— What this exercise asks —
(1) In the text on protections for pregnant workers, which law covers disabled workers?
(2) Name every law or act mentioned in the text on protections for pregnant workers.
(3) Carry on the text about pregnant workers and the PWFA from its final sentence.

If you’re a disabled worker, then you’re protected under the Americans with Disabilities Act. If you’re a pregnant worker and not hindered in job performance, or if you’re pregnant and completely unable to work, then you’re protected under the Pregnancy Discrimination Act. But if you’re a pregnant worker and able to perform some, but not all, of the functions of your job, then you slip through the cracks and you’re SOL. That means that some pregnant women may be forced to choose between keeping their job and keeping their pregnancy.
Now, since the “pro-life” and “pro-family” movements of the religious right are all about preventing pregnant women from choosing not to keep their pregnancies, this would seem like legislation they ought to be supporting.
And yet, as I noted last month, I haven’t yet seen any support for this, or even any mention of it, among such groups. The PWFA would help to remove one powerful economic incentive for abortion — a real situation that real people face. Anti-abortion groups therefore ought to support it. But if any of them are supporting it, they’re doing so very, very quietly.

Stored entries
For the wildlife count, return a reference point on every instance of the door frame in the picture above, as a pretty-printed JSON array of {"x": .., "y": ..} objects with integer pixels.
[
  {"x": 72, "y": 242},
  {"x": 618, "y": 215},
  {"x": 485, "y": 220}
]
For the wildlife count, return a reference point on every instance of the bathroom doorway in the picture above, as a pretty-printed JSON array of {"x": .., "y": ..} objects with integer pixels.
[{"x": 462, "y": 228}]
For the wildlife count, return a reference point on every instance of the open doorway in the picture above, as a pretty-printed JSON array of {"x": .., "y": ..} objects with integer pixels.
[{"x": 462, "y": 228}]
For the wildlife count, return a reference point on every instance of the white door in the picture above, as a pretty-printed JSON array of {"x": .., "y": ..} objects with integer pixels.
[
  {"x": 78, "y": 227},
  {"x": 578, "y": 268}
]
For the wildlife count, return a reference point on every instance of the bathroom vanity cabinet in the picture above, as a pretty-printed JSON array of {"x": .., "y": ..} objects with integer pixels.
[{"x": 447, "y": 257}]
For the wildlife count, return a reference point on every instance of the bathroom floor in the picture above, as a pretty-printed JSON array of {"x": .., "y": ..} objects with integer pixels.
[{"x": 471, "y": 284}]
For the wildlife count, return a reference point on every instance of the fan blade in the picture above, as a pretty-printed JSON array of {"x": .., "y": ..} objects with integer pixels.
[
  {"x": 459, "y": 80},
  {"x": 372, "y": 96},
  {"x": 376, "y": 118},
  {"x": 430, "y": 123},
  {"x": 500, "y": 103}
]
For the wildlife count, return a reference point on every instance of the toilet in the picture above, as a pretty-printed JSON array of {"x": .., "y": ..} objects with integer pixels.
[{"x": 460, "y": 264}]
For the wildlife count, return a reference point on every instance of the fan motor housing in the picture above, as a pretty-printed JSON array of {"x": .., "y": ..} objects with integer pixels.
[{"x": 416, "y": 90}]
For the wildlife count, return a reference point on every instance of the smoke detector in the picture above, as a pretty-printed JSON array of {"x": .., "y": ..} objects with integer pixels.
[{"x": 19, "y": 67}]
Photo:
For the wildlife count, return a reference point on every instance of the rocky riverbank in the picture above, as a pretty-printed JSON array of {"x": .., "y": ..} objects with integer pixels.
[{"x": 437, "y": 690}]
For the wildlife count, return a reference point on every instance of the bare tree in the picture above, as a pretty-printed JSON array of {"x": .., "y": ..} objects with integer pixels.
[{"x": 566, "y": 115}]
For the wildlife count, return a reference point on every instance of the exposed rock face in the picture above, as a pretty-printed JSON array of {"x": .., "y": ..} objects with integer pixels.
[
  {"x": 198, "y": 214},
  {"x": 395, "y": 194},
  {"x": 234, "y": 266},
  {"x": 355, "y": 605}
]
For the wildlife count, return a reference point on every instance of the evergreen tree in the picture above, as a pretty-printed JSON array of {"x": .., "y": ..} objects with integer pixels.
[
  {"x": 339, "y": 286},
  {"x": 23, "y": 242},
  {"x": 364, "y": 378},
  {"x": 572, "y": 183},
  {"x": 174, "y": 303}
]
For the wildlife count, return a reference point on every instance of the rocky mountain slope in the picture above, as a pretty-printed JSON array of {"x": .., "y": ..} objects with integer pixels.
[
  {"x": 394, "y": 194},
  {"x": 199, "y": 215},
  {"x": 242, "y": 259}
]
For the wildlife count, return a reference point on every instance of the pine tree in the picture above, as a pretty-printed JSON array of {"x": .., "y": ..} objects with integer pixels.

— Responses to the exercise —
(1) The Americans with Disabilities Act

(2) Americans with Disabilities Act; Pregnancy Discrimination Act; PWFA

(3)
Maybe I’d just missed their statements backing this bill? To double-check, I asked the folks at NWLC if they had heard of any support for this workplace protection from anti-abortion groups. Liz Watson, a senior advisor at NWLC, responded:
Supporting pregnant workers so that they can continue their jobs and have healthy pregnancies, is something people of all political stripes should agree on, regardless of their stance on other issues, including abortion. As yet, we are not aware of any support from pro-life groups, however.
One possibility is that these groups are simply not yet aware of this legislation. In that case, one hopes, they will learn of it soon and bring their powerful political muscle to bear in rallying congressional support so that pregnant workers “can continue their jobs and have healthy pregnancies.”
There are other possibilities, but I’ll avoid outlining them here, as the implications from those other possibilities all tend to make these groups look pretty bad — to make them look, in fact, like duplicitous agencies whose alleged concern for “the unborn” will always take a back seat to their paramount concern with controlling uppity women.